Extracted entries Block Start

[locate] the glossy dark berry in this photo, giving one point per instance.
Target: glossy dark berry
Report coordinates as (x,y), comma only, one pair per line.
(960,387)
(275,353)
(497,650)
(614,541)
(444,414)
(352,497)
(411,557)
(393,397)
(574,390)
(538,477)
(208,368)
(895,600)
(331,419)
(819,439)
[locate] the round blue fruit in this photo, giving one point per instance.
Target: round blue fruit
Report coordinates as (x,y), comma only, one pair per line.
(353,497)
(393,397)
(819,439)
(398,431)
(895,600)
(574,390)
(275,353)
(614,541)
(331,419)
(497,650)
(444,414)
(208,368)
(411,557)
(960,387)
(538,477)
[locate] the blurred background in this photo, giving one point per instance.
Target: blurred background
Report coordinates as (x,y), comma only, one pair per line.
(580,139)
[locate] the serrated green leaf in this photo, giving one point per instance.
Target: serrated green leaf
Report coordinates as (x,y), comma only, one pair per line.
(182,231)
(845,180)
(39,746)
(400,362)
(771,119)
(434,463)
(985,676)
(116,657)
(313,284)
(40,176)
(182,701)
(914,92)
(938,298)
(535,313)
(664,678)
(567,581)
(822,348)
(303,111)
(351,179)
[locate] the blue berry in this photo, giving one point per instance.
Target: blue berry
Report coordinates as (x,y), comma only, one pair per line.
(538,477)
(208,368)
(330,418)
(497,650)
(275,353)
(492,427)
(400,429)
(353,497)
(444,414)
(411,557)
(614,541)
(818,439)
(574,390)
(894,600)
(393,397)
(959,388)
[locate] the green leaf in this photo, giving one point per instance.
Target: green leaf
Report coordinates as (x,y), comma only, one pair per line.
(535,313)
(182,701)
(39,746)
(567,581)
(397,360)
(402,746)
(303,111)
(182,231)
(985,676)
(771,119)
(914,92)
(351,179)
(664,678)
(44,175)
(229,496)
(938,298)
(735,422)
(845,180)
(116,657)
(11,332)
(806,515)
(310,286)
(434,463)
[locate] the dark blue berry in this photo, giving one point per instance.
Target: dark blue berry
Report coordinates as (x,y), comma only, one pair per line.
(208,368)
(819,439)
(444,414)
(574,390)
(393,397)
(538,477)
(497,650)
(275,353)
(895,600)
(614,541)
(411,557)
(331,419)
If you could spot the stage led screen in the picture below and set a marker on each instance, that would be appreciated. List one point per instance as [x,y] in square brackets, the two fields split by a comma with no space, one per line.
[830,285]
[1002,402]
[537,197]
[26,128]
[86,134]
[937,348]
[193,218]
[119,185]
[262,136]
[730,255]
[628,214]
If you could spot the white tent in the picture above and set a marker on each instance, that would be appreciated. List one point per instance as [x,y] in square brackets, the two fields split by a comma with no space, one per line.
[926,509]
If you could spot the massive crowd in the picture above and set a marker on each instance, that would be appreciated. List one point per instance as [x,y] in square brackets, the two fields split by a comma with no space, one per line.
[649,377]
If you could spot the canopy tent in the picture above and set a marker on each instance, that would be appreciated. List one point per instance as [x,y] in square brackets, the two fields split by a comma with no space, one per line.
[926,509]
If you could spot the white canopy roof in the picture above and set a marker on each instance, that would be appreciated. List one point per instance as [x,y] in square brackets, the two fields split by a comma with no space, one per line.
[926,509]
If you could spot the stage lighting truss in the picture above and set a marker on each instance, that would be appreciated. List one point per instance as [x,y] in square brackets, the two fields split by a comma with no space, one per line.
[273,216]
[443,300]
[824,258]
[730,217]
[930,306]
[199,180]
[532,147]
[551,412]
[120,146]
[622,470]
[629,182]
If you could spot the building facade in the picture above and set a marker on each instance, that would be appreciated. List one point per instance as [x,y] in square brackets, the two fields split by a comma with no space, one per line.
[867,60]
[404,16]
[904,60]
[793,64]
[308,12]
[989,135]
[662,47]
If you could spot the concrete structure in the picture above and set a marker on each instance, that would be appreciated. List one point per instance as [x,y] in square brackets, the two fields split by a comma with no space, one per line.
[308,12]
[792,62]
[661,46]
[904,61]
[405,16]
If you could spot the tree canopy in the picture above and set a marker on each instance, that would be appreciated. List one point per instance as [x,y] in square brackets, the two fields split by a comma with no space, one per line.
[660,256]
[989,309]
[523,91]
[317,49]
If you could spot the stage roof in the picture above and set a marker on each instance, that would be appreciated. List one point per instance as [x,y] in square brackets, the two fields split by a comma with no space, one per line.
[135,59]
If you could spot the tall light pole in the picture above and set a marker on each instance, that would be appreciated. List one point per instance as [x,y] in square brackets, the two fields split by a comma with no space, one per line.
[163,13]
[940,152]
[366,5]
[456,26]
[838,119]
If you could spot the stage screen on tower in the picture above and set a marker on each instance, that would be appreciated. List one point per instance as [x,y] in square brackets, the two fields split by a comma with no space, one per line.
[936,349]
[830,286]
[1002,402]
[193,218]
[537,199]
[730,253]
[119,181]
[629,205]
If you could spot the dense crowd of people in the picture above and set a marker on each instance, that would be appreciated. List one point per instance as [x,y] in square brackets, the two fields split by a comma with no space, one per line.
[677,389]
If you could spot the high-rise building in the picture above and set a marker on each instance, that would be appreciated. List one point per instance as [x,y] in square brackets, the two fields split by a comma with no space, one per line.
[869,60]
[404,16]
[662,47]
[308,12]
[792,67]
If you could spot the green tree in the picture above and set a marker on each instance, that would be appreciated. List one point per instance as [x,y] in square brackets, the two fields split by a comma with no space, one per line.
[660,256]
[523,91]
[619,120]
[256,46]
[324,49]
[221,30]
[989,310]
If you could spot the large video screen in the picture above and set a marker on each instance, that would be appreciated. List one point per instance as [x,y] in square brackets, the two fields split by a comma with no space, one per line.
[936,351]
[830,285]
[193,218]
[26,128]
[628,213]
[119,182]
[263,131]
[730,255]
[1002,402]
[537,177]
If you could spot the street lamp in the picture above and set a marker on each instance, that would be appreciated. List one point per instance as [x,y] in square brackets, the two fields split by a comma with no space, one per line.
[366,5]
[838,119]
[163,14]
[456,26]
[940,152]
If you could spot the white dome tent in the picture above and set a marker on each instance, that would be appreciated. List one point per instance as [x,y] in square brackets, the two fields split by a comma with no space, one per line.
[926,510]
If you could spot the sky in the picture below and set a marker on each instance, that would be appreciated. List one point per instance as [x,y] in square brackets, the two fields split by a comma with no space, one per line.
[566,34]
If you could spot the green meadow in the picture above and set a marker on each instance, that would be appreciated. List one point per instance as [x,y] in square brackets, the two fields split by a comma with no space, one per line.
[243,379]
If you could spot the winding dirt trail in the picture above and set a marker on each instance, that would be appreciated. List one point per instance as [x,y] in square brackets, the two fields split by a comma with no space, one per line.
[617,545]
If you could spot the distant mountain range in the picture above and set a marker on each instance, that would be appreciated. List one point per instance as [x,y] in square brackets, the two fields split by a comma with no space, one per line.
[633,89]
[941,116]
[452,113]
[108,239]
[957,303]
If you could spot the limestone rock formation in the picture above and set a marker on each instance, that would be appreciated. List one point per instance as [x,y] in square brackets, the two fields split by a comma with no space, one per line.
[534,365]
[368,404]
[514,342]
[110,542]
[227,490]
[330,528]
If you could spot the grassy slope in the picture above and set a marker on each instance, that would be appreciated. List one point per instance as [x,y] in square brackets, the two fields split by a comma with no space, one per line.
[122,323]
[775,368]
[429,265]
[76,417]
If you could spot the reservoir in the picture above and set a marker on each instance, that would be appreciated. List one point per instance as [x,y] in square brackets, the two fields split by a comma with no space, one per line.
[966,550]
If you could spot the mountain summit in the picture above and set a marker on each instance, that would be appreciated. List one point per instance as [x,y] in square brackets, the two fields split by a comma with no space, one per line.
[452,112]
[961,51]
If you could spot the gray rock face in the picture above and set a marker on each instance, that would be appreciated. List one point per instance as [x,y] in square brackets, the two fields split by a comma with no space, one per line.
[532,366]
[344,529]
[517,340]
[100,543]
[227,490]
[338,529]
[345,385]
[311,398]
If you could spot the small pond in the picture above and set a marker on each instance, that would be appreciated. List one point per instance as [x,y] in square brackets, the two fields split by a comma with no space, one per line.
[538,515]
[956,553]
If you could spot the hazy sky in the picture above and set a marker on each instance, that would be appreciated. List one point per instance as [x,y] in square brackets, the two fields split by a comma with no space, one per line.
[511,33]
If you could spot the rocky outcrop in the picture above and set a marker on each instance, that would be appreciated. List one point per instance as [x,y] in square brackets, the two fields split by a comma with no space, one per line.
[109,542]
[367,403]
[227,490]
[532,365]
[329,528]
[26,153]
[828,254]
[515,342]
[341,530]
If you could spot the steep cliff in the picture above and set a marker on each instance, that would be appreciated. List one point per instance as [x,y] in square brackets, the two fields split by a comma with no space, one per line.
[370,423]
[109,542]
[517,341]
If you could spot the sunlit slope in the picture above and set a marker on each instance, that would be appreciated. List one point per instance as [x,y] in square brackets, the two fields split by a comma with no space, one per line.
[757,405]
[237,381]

Extracted entries Block End

## [Task to complete]
Nothing should be returned except the lines from the first line of the data above through the line with "Target: round blue fruit", each one exact.

## [Answer box]
[locate] the glossy dark berry in this photo, giving one point per instance.
Target: glossy dark berry
Report coordinates as (x,y), comma only, one pair per line.
(960,387)
(275,353)
(497,650)
(614,541)
(444,414)
(352,497)
(411,557)
(393,397)
(574,390)
(538,477)
(208,368)
(895,600)
(331,419)
(819,439)
[locate] the round blue fruit in this photo, giving one point per instance.
Target: round blue fruit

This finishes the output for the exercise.